▸ **EXERCISE INSTRUCTIONS**
Render the lines from the one containing "Where can the dark" through the final line, both inclusive, as a Markdown table with an "Index" column for the row number and a "Line Text" column for each line. Leave out any blank lines.

▸ **RECORDS FOR THIS TASK**
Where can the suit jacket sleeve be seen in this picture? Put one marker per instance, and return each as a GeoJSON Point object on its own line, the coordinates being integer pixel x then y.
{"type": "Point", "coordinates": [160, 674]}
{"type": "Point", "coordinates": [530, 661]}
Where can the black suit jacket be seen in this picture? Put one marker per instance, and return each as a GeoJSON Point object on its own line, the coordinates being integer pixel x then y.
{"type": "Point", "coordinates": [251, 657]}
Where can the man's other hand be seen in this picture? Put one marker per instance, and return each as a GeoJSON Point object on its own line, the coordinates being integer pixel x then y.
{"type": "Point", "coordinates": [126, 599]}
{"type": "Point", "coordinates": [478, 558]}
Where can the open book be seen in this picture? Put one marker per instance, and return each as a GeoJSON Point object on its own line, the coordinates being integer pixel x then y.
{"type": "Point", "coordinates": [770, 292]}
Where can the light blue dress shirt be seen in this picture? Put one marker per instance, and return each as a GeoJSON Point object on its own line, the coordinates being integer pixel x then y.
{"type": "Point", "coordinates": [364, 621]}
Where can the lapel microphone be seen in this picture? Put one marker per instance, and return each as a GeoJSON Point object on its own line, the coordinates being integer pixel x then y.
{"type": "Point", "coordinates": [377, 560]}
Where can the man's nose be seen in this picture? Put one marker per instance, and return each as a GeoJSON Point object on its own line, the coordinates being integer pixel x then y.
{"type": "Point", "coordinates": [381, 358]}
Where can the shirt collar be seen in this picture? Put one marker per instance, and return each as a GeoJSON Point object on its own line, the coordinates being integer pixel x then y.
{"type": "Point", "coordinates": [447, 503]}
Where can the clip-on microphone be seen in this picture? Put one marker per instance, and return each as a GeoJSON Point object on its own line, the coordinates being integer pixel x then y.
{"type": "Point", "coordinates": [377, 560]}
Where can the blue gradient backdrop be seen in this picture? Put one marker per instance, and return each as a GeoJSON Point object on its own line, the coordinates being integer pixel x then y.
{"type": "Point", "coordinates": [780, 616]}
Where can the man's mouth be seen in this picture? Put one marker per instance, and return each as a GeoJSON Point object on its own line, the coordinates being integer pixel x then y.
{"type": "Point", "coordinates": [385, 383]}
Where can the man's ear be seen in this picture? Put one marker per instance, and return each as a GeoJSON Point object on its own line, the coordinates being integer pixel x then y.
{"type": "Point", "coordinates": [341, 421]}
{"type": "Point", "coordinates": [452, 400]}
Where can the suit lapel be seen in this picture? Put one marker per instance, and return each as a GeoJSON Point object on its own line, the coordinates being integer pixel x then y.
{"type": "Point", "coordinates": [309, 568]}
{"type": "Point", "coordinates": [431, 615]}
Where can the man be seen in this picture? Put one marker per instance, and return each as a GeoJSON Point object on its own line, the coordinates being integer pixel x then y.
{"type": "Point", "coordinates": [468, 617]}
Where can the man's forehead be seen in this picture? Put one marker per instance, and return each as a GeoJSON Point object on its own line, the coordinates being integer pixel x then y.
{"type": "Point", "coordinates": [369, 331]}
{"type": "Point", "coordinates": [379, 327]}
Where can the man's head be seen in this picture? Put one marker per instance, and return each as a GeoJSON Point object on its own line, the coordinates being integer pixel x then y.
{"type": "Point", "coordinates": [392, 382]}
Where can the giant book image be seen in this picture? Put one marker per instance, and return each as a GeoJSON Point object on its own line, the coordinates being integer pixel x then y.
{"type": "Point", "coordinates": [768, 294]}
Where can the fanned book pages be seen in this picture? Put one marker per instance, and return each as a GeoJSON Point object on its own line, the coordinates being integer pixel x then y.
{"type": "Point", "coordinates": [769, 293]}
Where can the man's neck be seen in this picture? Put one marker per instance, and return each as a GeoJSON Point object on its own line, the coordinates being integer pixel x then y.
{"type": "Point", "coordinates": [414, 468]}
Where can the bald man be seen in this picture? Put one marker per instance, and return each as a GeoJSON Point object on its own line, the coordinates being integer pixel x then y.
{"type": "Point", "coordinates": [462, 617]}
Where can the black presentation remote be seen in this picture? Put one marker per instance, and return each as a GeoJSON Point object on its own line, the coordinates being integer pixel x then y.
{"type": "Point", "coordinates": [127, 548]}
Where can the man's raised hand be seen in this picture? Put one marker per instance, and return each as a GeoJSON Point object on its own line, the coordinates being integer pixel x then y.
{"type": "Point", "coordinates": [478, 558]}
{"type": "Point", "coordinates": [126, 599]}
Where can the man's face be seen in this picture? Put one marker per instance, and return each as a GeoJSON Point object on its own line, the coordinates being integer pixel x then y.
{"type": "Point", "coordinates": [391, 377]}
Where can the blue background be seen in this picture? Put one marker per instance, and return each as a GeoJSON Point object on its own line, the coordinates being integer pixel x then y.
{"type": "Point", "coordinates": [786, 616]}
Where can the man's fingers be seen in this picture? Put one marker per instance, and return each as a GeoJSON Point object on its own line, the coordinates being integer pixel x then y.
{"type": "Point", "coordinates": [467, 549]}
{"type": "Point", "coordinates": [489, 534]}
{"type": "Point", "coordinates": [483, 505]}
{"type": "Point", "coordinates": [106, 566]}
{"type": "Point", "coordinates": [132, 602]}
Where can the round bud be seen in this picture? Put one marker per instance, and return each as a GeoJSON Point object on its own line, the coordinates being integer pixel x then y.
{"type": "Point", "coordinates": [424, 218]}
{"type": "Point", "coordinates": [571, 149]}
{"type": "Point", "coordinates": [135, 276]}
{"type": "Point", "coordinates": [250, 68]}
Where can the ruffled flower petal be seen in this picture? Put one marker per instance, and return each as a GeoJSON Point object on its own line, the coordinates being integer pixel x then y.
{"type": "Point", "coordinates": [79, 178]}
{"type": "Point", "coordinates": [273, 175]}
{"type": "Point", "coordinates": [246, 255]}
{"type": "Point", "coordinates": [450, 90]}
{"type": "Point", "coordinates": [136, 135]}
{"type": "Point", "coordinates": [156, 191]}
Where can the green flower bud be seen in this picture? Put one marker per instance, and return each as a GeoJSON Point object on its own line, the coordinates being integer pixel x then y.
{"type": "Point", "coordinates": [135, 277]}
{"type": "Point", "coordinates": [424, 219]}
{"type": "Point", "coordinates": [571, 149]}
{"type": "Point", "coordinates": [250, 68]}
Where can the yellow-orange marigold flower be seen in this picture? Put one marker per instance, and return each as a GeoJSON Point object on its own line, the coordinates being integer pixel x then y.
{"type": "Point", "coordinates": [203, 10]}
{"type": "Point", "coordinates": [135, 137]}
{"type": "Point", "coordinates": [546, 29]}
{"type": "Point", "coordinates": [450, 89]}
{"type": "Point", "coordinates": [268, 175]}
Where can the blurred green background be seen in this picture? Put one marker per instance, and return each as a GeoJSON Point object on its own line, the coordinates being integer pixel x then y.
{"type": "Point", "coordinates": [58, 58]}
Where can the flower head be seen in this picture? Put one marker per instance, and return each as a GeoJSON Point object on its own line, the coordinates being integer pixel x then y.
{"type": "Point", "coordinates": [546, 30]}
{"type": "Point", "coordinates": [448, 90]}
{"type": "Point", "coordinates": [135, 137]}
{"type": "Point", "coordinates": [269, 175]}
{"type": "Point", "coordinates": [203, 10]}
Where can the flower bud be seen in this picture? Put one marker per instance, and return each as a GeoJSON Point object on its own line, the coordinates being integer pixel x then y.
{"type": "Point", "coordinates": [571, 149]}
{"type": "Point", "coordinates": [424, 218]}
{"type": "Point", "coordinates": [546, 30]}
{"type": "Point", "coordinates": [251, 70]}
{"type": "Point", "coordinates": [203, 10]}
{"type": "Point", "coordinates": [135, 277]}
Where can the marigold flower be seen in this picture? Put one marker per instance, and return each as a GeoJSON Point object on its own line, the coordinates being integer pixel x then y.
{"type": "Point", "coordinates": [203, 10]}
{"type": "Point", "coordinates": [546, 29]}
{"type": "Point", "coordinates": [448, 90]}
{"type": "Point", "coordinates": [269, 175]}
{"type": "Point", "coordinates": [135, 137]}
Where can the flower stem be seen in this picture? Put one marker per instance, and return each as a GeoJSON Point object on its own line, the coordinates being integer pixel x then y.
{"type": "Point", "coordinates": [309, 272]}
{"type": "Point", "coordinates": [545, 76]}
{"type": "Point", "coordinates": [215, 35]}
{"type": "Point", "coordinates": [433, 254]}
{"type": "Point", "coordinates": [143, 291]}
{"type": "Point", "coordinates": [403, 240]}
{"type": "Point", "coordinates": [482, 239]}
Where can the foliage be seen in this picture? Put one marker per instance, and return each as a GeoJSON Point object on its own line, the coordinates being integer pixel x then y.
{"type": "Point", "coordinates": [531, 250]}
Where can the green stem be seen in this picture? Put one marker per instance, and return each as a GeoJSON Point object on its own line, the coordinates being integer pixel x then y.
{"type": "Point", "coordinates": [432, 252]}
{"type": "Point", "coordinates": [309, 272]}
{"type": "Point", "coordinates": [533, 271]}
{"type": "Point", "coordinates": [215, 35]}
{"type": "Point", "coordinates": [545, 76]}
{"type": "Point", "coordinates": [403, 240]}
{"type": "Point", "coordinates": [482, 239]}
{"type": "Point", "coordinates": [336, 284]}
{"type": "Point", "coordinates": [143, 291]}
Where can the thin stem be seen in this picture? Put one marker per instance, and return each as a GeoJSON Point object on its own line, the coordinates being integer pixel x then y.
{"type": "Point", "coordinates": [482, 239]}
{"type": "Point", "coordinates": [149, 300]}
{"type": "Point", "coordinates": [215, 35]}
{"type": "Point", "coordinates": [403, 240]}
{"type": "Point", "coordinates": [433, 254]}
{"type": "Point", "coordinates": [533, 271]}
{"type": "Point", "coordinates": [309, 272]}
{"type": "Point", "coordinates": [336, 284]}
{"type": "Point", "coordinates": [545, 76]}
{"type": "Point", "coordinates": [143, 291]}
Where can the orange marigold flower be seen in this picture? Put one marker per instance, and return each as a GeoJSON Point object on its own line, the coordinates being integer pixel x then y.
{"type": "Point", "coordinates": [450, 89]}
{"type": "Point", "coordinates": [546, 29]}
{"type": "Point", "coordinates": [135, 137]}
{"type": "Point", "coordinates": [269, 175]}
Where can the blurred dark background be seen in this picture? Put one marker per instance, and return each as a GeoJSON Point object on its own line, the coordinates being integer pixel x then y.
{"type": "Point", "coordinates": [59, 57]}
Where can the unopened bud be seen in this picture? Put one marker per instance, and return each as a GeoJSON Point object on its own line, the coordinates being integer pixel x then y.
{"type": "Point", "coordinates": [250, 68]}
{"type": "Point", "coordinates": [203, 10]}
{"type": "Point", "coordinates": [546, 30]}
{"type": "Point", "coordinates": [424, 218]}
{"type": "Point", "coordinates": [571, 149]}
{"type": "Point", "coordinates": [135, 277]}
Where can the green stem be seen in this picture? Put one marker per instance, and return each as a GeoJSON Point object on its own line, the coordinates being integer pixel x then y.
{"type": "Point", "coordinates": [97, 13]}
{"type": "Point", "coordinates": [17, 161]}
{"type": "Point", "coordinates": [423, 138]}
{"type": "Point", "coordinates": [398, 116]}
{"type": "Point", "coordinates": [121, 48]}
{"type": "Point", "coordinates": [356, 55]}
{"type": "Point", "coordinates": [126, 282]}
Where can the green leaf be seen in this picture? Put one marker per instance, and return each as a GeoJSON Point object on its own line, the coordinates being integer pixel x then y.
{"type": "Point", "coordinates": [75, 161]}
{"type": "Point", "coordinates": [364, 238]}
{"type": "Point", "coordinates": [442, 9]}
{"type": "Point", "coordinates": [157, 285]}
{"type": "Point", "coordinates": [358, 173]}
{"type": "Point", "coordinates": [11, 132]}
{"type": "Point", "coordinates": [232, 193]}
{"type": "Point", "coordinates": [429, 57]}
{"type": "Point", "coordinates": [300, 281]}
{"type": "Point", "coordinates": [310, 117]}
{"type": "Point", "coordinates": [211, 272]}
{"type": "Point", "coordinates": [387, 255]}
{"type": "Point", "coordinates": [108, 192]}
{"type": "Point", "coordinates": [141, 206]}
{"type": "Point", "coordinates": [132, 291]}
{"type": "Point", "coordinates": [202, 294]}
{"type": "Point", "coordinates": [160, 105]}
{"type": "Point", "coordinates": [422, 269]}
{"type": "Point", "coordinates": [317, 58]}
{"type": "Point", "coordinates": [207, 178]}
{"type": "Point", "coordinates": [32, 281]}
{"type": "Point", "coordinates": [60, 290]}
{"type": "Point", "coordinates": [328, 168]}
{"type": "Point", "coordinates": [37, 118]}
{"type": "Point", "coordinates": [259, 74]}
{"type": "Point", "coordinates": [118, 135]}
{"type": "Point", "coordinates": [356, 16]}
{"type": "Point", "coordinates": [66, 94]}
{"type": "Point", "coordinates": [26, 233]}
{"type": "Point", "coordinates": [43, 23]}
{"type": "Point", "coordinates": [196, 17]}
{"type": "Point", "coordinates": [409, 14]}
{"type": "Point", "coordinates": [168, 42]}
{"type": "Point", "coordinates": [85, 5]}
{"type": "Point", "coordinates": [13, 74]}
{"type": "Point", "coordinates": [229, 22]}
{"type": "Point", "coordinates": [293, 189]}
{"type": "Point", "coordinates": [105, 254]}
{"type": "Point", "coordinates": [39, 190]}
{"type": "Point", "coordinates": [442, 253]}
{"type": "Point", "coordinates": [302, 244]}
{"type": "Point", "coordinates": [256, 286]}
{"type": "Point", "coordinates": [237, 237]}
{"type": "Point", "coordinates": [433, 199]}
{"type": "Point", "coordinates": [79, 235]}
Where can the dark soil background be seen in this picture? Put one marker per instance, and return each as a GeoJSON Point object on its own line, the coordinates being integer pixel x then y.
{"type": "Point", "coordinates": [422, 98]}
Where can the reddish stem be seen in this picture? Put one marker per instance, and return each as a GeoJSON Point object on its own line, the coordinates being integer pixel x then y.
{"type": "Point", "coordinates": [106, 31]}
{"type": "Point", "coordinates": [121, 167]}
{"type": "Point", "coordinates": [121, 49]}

▸ **TASK ANSWER**
| Index | Line Text |
|---|---|
| 1 | Where can the dark soil background be seen in this picture? Put one marker per instance, and return each as a GeoJSON Point object on its own line, the coordinates being integer pixel x then y. |
| 2 | {"type": "Point", "coordinates": [422, 98]} |
| 3 | Where can the reddish stem be seen in this picture? Put one marker per instance, and return each as a GeoJSON Point object on its own line, the coordinates being integer pixel x then y. |
| 4 | {"type": "Point", "coordinates": [106, 31]} |
| 5 | {"type": "Point", "coordinates": [121, 167]} |
| 6 | {"type": "Point", "coordinates": [121, 49]} |